** START SOURCE MATERIAL **
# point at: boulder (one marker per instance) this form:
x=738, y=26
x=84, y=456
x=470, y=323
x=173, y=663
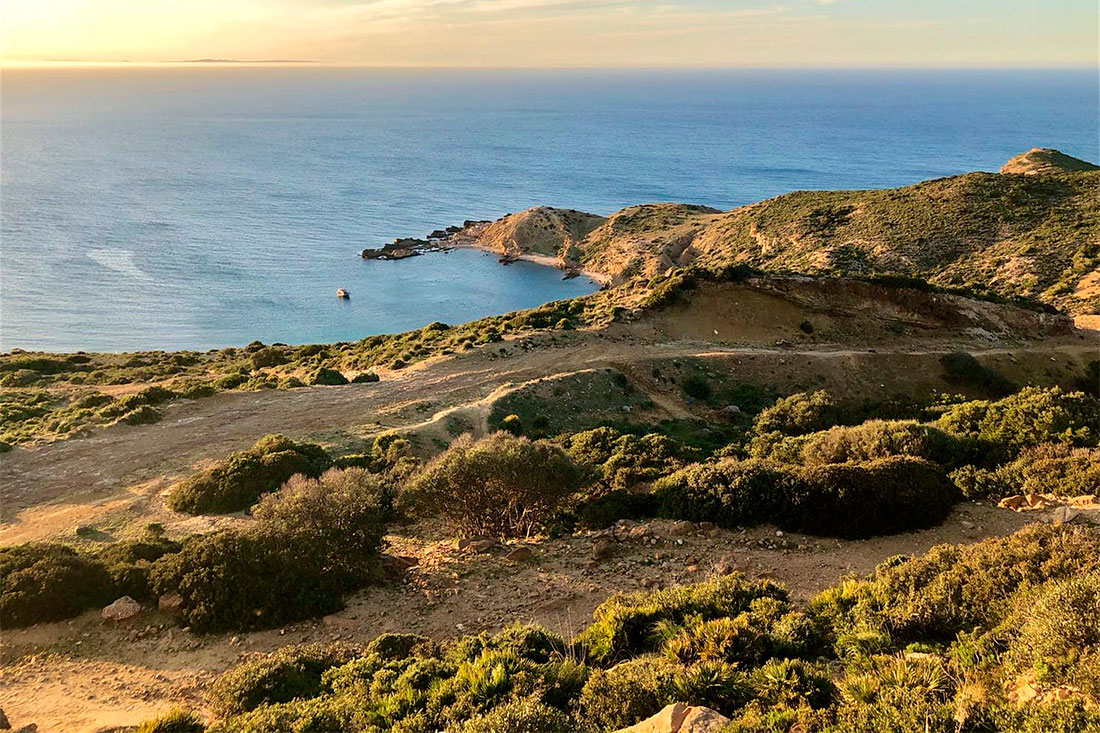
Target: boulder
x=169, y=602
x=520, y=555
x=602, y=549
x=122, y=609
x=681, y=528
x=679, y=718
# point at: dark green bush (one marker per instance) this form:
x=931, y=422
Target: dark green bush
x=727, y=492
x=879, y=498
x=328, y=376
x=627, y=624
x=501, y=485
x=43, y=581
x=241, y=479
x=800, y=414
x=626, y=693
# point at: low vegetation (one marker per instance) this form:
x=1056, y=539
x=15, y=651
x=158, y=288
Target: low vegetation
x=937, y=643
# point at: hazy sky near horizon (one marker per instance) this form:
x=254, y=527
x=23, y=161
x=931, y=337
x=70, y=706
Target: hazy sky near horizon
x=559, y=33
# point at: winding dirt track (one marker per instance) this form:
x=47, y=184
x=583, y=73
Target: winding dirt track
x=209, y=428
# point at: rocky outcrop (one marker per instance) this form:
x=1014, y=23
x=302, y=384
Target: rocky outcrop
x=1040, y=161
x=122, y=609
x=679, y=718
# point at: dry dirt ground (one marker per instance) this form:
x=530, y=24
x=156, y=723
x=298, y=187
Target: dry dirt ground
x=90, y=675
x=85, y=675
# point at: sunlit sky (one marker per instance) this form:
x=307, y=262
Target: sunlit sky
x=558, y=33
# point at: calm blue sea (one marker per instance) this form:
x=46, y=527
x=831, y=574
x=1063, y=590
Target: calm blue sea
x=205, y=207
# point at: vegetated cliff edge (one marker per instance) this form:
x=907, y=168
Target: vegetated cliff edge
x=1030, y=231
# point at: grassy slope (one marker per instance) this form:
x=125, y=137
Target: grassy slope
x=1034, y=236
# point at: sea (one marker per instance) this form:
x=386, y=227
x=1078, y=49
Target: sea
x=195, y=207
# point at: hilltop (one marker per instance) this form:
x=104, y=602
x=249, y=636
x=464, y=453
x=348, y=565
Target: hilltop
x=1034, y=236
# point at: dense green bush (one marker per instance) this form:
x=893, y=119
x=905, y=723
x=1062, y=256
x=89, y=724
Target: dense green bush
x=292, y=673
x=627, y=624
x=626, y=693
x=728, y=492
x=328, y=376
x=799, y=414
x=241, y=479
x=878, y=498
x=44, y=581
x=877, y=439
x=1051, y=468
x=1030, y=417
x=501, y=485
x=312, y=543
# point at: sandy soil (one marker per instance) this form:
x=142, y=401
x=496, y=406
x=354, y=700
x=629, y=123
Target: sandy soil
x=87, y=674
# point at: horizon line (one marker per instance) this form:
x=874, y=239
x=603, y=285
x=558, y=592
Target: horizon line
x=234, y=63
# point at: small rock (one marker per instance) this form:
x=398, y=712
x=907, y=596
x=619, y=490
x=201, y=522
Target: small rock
** END SOURCE MATERIAL **
• **WHAT TO DO**
Can you arrange every line of the records above as a numbered list, leaving out blank lines and the pictures?

• **ANSWER FOR THE TASK**
1. # point at: boulder (one marker per instance) this form:
2. x=738, y=26
3. x=84, y=456
4. x=470, y=323
5. x=173, y=663
6. Target: boulder
7. x=169, y=602
8. x=520, y=555
9. x=602, y=549
10. x=122, y=609
11. x=681, y=528
12. x=679, y=718
13. # point at: dark green bush (one marker per instance) this form:
14. x=931, y=422
15. Target: dark green bush
16. x=727, y=492
17. x=879, y=498
18. x=328, y=376
19. x=627, y=624
20. x=501, y=485
21. x=43, y=581
22. x=241, y=479
23. x=800, y=414
24. x=626, y=693
25. # point at: low vegetation (one marker per instance) this form:
26. x=1056, y=539
27. x=15, y=651
28. x=158, y=288
29. Target: low vegetation
30. x=937, y=643
31. # point at: hazy sky near horizon (one marker per instance) this form:
32. x=254, y=527
33. x=23, y=161
34. x=931, y=337
35. x=70, y=706
36. Target: hazy sky near horizon
37. x=559, y=33
38. # point at: winding dirt track (one marker per instance) this form:
39. x=47, y=184
40. x=583, y=73
41. Target: winding dirt track
42. x=209, y=428
43. # point at: rocky outcrop (one marker per instance) this form:
44. x=1014, y=23
45. x=302, y=384
46. Target: rocky outcrop
47. x=1040, y=161
48. x=122, y=609
49. x=679, y=718
50. # point at: dry dirt ground (one marker per instance) this form:
51. x=530, y=24
52. x=156, y=723
53. x=298, y=187
54. Target: dry dirt ground
55. x=90, y=675
56. x=85, y=675
57. # point at: sunlit sky (one marker per instance) this form:
58. x=307, y=262
59. Target: sunlit sky
60. x=558, y=33
61. # point at: calm blue sea (one marker per instance) this form:
62. x=46, y=527
63. x=831, y=574
64. x=1063, y=590
65. Target: calm blue sea
66. x=205, y=207
67. # point at: vegetated cliff edge (one marker per instance) this form:
68. x=907, y=168
69. Target: vegetated cliff edge
70. x=1030, y=231
71. # point at: grassy slope (one marker per instance) this form:
72. x=125, y=137
73. Target: grassy slope
74. x=1034, y=236
75. # point at: sea (one marker per instance) this form:
76. x=386, y=227
77. x=1078, y=49
78. Target: sea
79. x=195, y=207
80. # point at: hilltop (one marker per instance) this form:
81. x=104, y=602
82. x=249, y=636
83. x=464, y=453
84. x=348, y=565
85. Target: hilltop
86. x=1034, y=236
87. # point at: dense green bush (one marker per instance) this form:
88. x=893, y=119
89. x=905, y=723
90. x=1062, y=256
91. x=89, y=724
92. Target: dense green bush
93. x=292, y=673
94. x=627, y=624
95. x=626, y=693
96. x=728, y=492
97. x=328, y=376
98. x=799, y=414
99. x=241, y=479
100. x=878, y=498
101. x=44, y=581
102. x=877, y=439
103. x=1051, y=468
104. x=1030, y=417
105. x=501, y=485
106. x=312, y=543
107. # point at: sandy soil (one marker per instance) this form:
108. x=142, y=401
109. x=496, y=406
110. x=354, y=700
111. x=629, y=123
112. Target: sandy soil
113. x=87, y=674
114. # point at: horizon line (one marker per instance) this form:
115. x=874, y=239
116. x=603, y=285
117. x=558, y=592
118. Target: horizon line
119. x=234, y=63
120. # point at: small rock (one marker per instance) this form:
121. x=398, y=712
122. x=907, y=596
123. x=619, y=490
124. x=201, y=522
125. Target: small rock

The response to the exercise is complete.